● **ASSIGNED TASK 1**
Reproduce the stretch of the Bob Hayes profile from "Hayes was drafted" through "for the franchise.", word for word.
● **ASSIGNED TASK 2**
Answer these questions using the Bob Hayes profile:
(a) In which round of the draft did the Cowboys select Hayes?
(b) Which college did Hayes attend?
(c) How many receptions did Hayes have in his rookie season?

In 1964, Bob Hayes earned the title "World's Fastest Human" by winning two gold medals at the Olympic Games in Tokyo. This world-class speed would make him one of the most dynamic receivers in Dallas Cowboys history.
Hayes was drafted in the seventh round in 1964 as a futures selection, the same draft that yielded the Cowboys Mel Renfro and Roger Staubach. To this day, Hayes holds ten regular-season receiving records, four punt return records and 22 overall franchise marks, making him one of the greatest receivers to ever play for the Dallas Cowboys.
"He changed the game because of his speed," Hall of Fame coach Don Shula said. "He wasn't just the world's fastest human, he was a great athlete and football player. Put that together, and he made you change everything on your defense when you played the Cowboys."
"Bullet" Bob Hayes was a three-time Pro Bowl selection and a four-time All-Pro selection. Hayes played in two Super Bowls, winning the title following the 1971 season, the first world championship for the franchise.
An indelible image of Hayes's electrifying speed came in 1971 at Yankee Stadium when Cowboys quarterback Roger Staubach threw a 20-yard pass to Hayes that turned into an 85-yard touchdown. Hayes caught the ball even with cornerback Spider Lockhart, and in the next 65 yards built a 10-yard lead.
"It was very exciting having him in the offense," Staubach said. "He had the great speed, and he knew what to do with it."
Hayes was a two-sport star in college at Florida A&M, excelling in football and track. He would miss part of his senior season at Florida A&M to compete in the 1964 Tokyo Olympics.
In 1965, his rookie season with Dallas, Hayes became the franchise's only rookie to lead the team in receptions with 46 and in reception yards with 1,003. And in doing so, Hayes became the first player in franchise history to total more than 1,000 yards receiving in a single season. He finished his rookie year with a franchise-record 12 receiving touchdowns and a franchise-record 13 total touchdowns. As of 2002, Hayes still held or was tied for 22 franchise records, including 71 career touchdown receptions and a career 20.0 yards-per-catch average.
In one of the most emotional Ring of Honor induction ceremonies, Bob Hayes, on Sept. 23, 2001 - 12 days after the tragic World Trade Center collapse - became the 11th member enshrined at Texas Stadium.
"He redefined what the position was all about," former teammate and NFL coach Mike Ditka said. "We need to get him in the Hall of Fame."
Born Dec. 20, 1942, in Jacksonville, Fla., died Sept. 19, 2002 after a long battle with prostate cancer and liver ailments.

● **SUPPLIED DATA**
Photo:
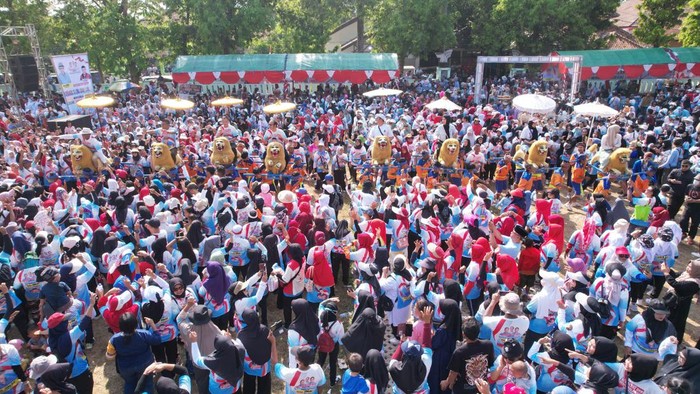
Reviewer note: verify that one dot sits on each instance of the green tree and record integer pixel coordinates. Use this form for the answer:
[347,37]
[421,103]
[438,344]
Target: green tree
[301,26]
[534,27]
[689,35]
[226,26]
[656,17]
[119,35]
[411,27]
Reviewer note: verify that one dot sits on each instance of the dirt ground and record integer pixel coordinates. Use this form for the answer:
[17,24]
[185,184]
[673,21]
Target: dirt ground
[108,381]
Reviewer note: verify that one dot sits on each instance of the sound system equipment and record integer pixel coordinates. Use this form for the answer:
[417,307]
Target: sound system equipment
[24,73]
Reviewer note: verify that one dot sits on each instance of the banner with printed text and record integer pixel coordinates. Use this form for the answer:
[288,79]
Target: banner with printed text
[73,73]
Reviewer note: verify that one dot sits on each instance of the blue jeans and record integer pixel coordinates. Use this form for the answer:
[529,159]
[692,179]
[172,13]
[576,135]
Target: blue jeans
[131,376]
[563,390]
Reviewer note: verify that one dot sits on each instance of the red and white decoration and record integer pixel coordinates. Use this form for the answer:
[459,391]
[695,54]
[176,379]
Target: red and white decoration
[637,71]
[316,76]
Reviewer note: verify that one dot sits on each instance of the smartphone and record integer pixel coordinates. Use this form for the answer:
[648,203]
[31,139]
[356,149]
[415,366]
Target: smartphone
[277,328]
[408,331]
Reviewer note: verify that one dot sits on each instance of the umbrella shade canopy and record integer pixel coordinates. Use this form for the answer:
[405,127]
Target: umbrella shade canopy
[177,103]
[95,102]
[279,107]
[534,103]
[444,103]
[123,86]
[227,102]
[595,109]
[382,92]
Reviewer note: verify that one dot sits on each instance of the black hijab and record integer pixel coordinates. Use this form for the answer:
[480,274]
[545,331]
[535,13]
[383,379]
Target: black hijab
[408,374]
[56,378]
[591,323]
[367,332]
[342,230]
[186,274]
[111,243]
[59,340]
[561,342]
[173,282]
[452,290]
[375,370]
[364,301]
[453,317]
[305,321]
[66,277]
[329,314]
[605,350]
[657,331]
[254,261]
[601,378]
[226,360]
[690,371]
[381,257]
[97,246]
[270,242]
[399,267]
[158,248]
[643,367]
[153,309]
[254,337]
[295,252]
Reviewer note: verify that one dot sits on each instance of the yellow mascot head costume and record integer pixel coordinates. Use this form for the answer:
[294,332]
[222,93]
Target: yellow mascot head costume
[81,158]
[537,154]
[161,159]
[222,154]
[275,158]
[381,150]
[449,153]
[618,161]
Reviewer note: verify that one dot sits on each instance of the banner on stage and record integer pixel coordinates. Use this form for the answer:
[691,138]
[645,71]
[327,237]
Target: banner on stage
[73,73]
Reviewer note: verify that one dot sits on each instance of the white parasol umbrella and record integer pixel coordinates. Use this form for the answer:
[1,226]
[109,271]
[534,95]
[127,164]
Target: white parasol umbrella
[534,103]
[93,101]
[382,92]
[227,102]
[444,103]
[177,103]
[279,107]
[595,109]
[123,86]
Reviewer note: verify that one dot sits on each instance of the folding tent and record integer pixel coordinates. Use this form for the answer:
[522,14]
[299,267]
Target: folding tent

● **EXERCISE RESULT 1**
Hayes was drafted in the seventh round in 1964 as a futures selection, the same draft that yielded the Cowboys Mel Renfro and Roger Staubach. To this day, Hayes holds ten regular-season receiving records, four punt return records and 22 overall franchise marks, making him one of the greatest receivers to ever play for the Dallas Cowboys.
"He changed the game because of his speed," Hall of Fame coach Don Shula said. "He wasn't just the world's fastest human, he was a great athlete and football player. Put that together, and he made you change everything on your defense when you played the Cowboys."
"Bullet" Bob Hayes was a three-time Pro Bowl selection and a four-time All-Pro selection. Hayes played in two Super Bowls, winning the title following the 1971 season, the first world championship for the franchise.

● **EXERCISE RESULT 2**
(a) The seventh round
(b) Florida A&M
(c) 46